## GIVEN TASK A
Can you copy, word for word, the part of the Chip Kelly article that opens with the words containing "The replay protocol" and closes with "attention this offseason."?

## SOURCE TEXT
————

There are still some questions about what kind of offense Kelly wants to run. But he showed he can adjust to his personnel and have a lot of success.

2. He hates labels.

We learned this right away, but it was a relevant theme all season long up until Kelly's final press conference when a reporter asked a question about his offense.

"It's not my offense," Kelly said. "It's the Philadelphia Eagles' offense, and it was put together by a bunch of guys on our staff that are really smart that played to our players' strengths, and that's what it's all about. If we have a different set of players, then the offense would look different. This offense didn't look like it looked when it was at Oregon, but I'm not at Oregon. Our offense at Oregon looked different every year depending on the personnel we had."

Ask Kelly about being an innovator, and he bristles. Question him about his up-tempo offense, and he'll point out that they don't always go fast. The two-gap 3-4 on defense? Kelly will likely fire back that the Eagles line up in four-down alignments in nickel.

The list goes on and on, but one thing's for sure: The guy does not like to be put in a box and can't stand generalities about him or his team.

3. He's not familiar with this injury term you speak of.

Want to get Kelly annoyed? Ask for the specifics of a player's injury or status. You'll likely hear an anecdote about Foles.

Leading up to the Week 6 game against Tampa, Foles suffered a groin injury during Friday's practice. Kelly often uses that as an example of why he won't answer questions about the status of injured players in the days before the game. In other words, anything can happen right up until kickoff, so what's the point?

Then again, the real reasons...

"I think there is a huge competitive advantage to not discussing injuries," Kelly said, via The Oregonian back in 2011.

"I look at some programs and all they do is talk about injuries. I think they become built in excuses for those programs. ... We believe injuries are a part of the game. It happens."

Thanks to the sports science initiatives and/or plain luck, the Eagles were incredibly healthy in 2013.

But if that changes in the future, don't expect Kelly to provide any more injury information. That may bother some and be a non-issue to others.

4. The game management needs work.

The most glaring example of this came in Week 2 when the Eagles lost to the Chargers. Late in the fourth quarter, Michael Vick got banged-up. The Eagles faced a 2nd-and-10 from the Chargers' 14-yard-line, down by three points. Instead of calling a timeout, Kelly inserted a cold Foles, who threw incomplete to Jackson.

There were some other examples too. Against Chicago, Kelly drew a penalty for throwing the red flag on a play that was already being reviewed.

The replay protocol as a whole seemed to be shaky on the Eagles' end. They were successful on three of seven chances, but missed others. Sixteen teams had a better percentage than them on challenges (granted, extremely small sample size).

I wouldn't describe this as a glaring issue, but one that warrants some attention this offseason.

5. He doesn't set the bar as high with the defense.

The Eagles' offense is Kelly's baby. He takes every slight personally. The defense? It's more: Just keep us in this thing.

————

[A run of entries]
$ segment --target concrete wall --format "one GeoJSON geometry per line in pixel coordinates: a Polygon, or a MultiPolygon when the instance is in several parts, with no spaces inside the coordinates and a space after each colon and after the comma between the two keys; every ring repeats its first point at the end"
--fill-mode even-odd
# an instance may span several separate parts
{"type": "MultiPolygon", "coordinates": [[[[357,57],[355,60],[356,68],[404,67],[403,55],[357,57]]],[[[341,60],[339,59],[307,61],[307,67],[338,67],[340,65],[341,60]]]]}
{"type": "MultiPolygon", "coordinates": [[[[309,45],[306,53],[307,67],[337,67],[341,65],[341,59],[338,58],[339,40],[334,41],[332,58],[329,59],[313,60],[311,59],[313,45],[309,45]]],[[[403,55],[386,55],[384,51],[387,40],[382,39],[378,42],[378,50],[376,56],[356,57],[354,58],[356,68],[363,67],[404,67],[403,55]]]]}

————

## GIVEN TASK B
Could you repeat every line of the entries above verbatim?

## FULL ANSWER A
The replay protocol as a whole seemed to be shaky on the Eagles' end. They were successful on three of seven chances, but missed others. Sixteen teams had a better percentage than them on challenges (granted, extremely small sample size).

I wouldn't describe this as a glaring issue, but one that warrants some attention this offseason.

## FULL ANSWER B
$ segment --target concrete wall --format "one GeoJSON geometry per line in pixel coordinates: a Polygon, or a MultiPolygon when the instance is in several parts, with no spaces inside the coordinates and a space after each colon and after the comma between the two keys; every ring repeats its first point at the end"
--fill-mode even-odd
# an instance may span several separate parts
{"type": "MultiPolygon", "coordinates": [[[[357,57],[355,60],[356,68],[404,67],[403,55],[357,57]]],[[[341,60],[339,59],[307,61],[307,67],[338,67],[340,65],[341,60]]]]}
{"type": "MultiPolygon", "coordinates": [[[[309,45],[306,53],[307,67],[337,67],[341,65],[341,59],[338,58],[339,40],[334,41],[332,58],[329,59],[313,60],[311,59],[313,45],[309,45]]],[[[403,55],[386,55],[384,51],[387,40],[382,39],[378,42],[378,50],[376,56],[356,57],[354,58],[356,68],[363,67],[404,67],[403,55]]]]}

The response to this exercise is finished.